Supplied data:
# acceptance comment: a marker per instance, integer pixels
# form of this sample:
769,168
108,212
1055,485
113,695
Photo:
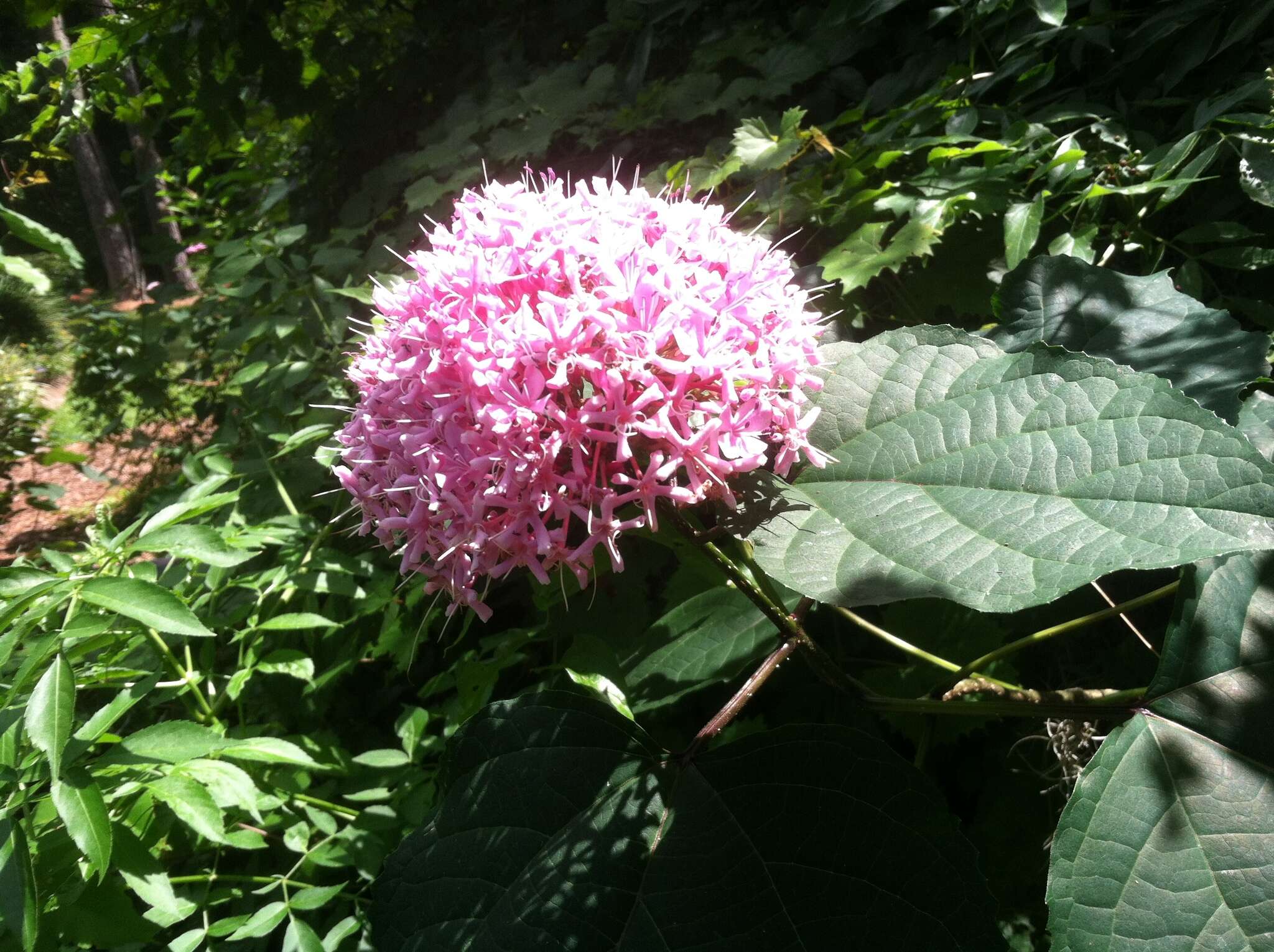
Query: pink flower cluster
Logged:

Exercise goal: Pictures stay out of the answer; the rest of the listing above is returned exactly.

Task solution:
# acceptance comment: a marker per instance, integer pixels
# form of this sample:
769,168
108,212
1055,485
113,695
Photo:
Query: pink flower cluster
Logged:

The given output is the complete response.